### HOW TO COMPLETE THIS TASK
Continue the page about Greta Gerwig's 2019 film of Little Women from the point where it ends.
Start of TEXT UNDER STUDY
Little Women by Louisa May Alcott
(2019) Director: Greta Gerwig
About the film:
Released in 2019, Gerwig’s adaptation of Little Women earned praise for its faithfulness to the complex family dynamics of the novel, as well as for Gerwig’s command of the narrative through chronological reshuffling. The film earned six Academy Award nominations, including for actors Saoirse Ronan (Jo) and Florence Pugh (Amy). It won the Oscar for Best Costume Design, and further raised Gerwig’s reputation and profile as a writer and director. She talked in many interviews about her own experience reading the novel and her writing process. In one interview, Gerwig shared that “most of my script is lifted either directly from the book or from letters or from diaries or other things she [Alcott] wrote. I wanted to be in the world of the time, but I also wanted to move at the speed of life. No one walks around thinking that they're in a period piece. These are the most modern people that they knew. And I wanted it to feel like everything was alive.”
Discussion questions:
- How do you think Gerwig’s film builds on, or departs from, Alcott’s novel?
- How does it build on, or depart from, previous film adaptations of the novel that you have seen?
End of TEXT UNDER STUDY
Start of RECORDED DATA
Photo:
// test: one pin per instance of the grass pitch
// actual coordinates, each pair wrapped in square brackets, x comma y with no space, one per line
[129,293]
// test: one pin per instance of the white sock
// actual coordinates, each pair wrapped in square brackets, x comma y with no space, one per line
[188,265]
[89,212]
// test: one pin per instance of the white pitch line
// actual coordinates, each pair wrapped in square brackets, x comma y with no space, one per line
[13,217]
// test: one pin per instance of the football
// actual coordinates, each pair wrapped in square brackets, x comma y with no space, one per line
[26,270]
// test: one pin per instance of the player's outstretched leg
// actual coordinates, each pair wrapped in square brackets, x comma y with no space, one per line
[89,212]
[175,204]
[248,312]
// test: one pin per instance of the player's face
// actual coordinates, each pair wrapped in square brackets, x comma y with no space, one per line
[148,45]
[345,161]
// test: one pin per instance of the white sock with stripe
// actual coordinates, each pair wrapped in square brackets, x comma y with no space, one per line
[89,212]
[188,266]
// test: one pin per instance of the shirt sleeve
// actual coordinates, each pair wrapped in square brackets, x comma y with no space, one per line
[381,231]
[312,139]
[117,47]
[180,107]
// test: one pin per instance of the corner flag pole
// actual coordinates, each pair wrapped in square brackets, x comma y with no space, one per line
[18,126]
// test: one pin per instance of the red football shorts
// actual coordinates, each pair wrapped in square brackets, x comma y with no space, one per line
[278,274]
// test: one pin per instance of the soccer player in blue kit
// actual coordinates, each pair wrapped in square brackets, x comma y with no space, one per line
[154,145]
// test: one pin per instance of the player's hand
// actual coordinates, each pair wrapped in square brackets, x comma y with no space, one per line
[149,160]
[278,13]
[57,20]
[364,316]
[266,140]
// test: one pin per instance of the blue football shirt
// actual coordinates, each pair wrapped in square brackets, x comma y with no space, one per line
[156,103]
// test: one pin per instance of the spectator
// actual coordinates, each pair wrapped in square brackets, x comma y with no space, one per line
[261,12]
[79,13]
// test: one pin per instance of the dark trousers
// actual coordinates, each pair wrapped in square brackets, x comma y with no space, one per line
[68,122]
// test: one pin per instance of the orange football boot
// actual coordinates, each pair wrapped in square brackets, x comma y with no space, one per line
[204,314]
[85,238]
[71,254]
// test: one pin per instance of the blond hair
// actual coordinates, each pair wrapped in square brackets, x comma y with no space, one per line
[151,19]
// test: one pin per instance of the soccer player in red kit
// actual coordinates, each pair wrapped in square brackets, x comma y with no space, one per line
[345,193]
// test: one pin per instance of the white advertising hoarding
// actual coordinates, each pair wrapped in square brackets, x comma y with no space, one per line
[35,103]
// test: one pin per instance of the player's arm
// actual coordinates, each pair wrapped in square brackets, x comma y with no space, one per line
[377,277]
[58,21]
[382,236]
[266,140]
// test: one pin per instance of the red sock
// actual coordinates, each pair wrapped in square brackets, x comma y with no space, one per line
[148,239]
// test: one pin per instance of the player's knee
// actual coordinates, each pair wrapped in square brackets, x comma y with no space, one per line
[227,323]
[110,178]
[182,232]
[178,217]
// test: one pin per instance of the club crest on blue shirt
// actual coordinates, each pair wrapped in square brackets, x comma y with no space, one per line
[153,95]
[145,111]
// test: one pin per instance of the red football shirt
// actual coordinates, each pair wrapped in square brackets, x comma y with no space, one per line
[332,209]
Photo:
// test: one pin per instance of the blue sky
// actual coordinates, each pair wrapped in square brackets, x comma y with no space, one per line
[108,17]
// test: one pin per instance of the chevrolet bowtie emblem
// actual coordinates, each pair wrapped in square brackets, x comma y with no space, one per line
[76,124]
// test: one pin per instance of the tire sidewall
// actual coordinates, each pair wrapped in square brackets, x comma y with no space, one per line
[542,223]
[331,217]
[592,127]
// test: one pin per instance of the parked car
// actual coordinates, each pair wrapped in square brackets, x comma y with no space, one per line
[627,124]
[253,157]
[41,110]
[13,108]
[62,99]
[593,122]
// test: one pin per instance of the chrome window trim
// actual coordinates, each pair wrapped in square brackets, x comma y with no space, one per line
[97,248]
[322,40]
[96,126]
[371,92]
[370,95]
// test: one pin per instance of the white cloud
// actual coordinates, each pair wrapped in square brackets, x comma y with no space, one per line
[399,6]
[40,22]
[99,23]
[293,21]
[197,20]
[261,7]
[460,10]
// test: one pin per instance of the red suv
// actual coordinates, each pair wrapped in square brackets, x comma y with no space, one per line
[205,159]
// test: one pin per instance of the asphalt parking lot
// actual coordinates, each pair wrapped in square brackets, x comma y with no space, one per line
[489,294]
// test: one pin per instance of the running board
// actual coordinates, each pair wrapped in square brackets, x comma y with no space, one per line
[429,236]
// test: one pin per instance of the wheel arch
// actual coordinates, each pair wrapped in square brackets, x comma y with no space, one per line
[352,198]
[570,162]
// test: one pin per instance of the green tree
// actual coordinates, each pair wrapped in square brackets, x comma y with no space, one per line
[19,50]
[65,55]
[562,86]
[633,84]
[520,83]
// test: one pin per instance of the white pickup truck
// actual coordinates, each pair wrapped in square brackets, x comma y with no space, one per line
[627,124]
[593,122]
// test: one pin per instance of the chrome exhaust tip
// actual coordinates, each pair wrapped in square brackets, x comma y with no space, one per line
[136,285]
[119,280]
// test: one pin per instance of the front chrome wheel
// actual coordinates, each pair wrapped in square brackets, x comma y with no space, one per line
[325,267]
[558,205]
End of RECORDED DATA
### TASK RESULT
- Did your perspective on any of the characters change as a result of seeing them through Gerwig’s interpretation? How and for which character(s)?
- The Slate reviewer wrote that “Gerwig chops up the timeline of the novel like a chef demonstrating her knife skills.” Do you think there was another purpose to the chopping? Does the film’s chronological structure add to, or take away from, your understanding of the narrative and the connection between Jo and Alcott?
- In interviews, Gerwig highlighted how the two parts of Alcott’s Little Women talk to each other (eg Beth’s sickness in both, Jo’s stories getting burnt first by Amy, and then by Jo; Meg’s nickname “Daisy,” which she then gives her daughter). Does her film emphasize the symmetries of the book?
- How does the film’s casting work to connect the original source material with a modern audience? Its pacing? Other filmic elements?
- Why do you think Gerwig decided to open the film with a focus on Jo’s experience of trying to sell a story to a publisher, and end with her watching the book being published? Does the film’s foregrounding of that process change the film’s meaning for you at all?
- Louisa May Alcott and Jo both drew on their own experiences in their writing. Does Gerwig’s film also include the story of its own making?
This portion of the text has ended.